= Stated problem 1 =
In the dock pose estimation text, whose direct least squares method is adopted for fitting the ellipse?

= Provided text =
========================================================================

To estimate pose of the dock, as per our approach, we fit an appropriate conic for the markers identified from the thresholded image in Sect. 2.1. As noted from Sect. 1, in the context of vision-based docking, researchers have exploited the fact that perspective projection of a circle would feature an ellipse. However, very little work is observed on fitting an ellipse, particularly in the context of docking.

In general, the problem of elliptical curve fitting on a set of data requires choosing numerical methods which are supposed to be both optimal as well as stable. Several methods are available for fitting an ellipse, which in principle, may be classified into two categories, namely Clustering and Optimization techniques [23, 24]. It is observed that clustering methods are robust to outlier data, but consume large memory and call for higher computational time. On the other hand, literature [23] suggests that least squares-based optimization methods are highly accurate, but suffer from non-convergence problems. It is for this reason, in the present work, we adopt a direct least squares-based optimization method proposed by Halir et al. [24] (which reportedly is highly numerically stable) for elliptical curve fitting on the positions of light markers. As derived in [23], the objective function to near-accurately fit a ellipse over a set of N points is,

$$\begin{aligned}&\min _a \left\{ f^2(\mathbf{a},\mathbf{x}) |\mathbf{a}^T\mathbf{C}\mathbf{a}=1\right\} \end{aligned}$$
(4)

where \(f(\mathbf{a},\mathbf{x})=\mathbf{D}\cdot \mathbf{a}=0\) is the equation of an ellipse in the most general form. In (4), \(\mathbf{x}=(x_i,y_i)\), (where \((x_i,y_i)\) is center point of ith light marker obtained after conversion from intrinsic “pixel” coordinate to “axes” coordinate using calibrated camera parameters); \(\mathbf{D}= (x_i^2,x_iy_i,y_i^2,x_i,y_i,1)\), where \(i=1,2,\ldots ,N\) and N is no. of light markers; \(\mathbf{a}=(a',b',c',d',e',1)\) and C is a (\(6\times 6\)) constraint matrix filled with zeros, except \(\mathbf{C}(1,3)=\mathbf{C}(3,1)=2\) and \(\mathbf{C}(2,2)=-1\). Finally, parameters of ellipse, a, are solved using the algorithm proposed by [24], which is subsequently used for estimating the entrance pose of the circular dock under consideration.

========================================================================

= Working data =
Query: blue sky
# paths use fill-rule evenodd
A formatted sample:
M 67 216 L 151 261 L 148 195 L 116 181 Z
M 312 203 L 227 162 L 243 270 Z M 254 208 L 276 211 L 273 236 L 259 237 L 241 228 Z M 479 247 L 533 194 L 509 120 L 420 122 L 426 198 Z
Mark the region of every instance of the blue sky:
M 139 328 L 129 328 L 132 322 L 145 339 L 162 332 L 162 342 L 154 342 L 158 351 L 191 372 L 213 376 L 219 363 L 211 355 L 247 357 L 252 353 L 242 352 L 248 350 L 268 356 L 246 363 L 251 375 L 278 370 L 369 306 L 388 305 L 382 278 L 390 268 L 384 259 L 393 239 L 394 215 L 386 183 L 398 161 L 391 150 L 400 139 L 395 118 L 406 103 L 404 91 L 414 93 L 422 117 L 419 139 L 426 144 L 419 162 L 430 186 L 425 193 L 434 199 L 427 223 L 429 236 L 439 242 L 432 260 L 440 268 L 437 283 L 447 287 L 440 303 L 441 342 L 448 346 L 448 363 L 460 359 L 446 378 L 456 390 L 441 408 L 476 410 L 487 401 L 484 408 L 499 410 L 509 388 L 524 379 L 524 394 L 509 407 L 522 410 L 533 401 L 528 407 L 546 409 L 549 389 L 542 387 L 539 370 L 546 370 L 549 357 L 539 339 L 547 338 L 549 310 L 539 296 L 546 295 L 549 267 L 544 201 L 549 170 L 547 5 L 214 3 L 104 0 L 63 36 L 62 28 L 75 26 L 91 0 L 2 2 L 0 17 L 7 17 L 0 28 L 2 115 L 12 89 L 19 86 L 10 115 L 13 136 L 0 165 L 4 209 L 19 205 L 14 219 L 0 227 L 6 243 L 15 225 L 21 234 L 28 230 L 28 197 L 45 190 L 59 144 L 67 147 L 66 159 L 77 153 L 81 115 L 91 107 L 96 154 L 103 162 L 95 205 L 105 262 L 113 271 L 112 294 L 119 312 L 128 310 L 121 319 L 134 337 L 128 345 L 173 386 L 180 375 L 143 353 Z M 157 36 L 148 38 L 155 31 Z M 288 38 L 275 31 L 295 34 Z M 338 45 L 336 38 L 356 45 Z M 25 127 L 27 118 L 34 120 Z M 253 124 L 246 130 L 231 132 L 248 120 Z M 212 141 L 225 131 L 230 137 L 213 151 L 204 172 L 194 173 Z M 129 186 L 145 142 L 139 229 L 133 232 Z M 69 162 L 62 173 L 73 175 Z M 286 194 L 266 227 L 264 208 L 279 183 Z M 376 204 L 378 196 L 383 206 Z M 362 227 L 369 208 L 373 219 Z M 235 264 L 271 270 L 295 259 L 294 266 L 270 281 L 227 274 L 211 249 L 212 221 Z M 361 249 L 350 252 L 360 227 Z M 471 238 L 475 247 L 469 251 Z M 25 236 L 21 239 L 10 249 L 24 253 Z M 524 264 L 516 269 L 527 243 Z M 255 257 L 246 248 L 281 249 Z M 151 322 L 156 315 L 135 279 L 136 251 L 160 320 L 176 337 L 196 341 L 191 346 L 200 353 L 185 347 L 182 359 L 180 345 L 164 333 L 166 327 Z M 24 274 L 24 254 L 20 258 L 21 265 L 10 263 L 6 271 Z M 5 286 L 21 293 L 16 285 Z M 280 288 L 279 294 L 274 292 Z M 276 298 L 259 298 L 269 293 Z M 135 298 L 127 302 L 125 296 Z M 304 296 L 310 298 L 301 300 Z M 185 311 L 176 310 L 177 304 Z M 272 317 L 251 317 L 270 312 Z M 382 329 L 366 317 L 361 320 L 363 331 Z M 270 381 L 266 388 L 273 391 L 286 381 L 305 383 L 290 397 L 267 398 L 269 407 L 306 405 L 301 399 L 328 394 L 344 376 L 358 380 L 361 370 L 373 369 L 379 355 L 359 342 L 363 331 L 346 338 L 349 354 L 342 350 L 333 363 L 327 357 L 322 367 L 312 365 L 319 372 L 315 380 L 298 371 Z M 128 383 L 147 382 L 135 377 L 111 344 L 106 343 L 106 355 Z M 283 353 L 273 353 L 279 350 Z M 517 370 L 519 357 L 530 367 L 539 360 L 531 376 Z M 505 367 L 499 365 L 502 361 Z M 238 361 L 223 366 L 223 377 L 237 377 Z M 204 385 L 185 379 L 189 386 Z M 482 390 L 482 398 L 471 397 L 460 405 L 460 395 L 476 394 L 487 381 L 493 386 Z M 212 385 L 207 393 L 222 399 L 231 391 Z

========================================================================

= Stated problem 2 =
Rewrite the listing from its first line through the line containing "M 312 203 L", substituting "example" for "sample" and changing nothing else. Give only those lines.

= Correct result 1 =
Halir et al.

= Correct result 2 =
Query: blue sky
# paths use fill-rule evenodd
A formatted example:
M 67 216 L 151 261 L 148 195 L 116 181 Z
M 312 203 L 227 162 L 243 270 Z M 254 208 L 276 211 L 273 236 L 259 237 L 241 228 Z M 479 247 L 533 194 L 509 120 L 420 122 L 426 198 Z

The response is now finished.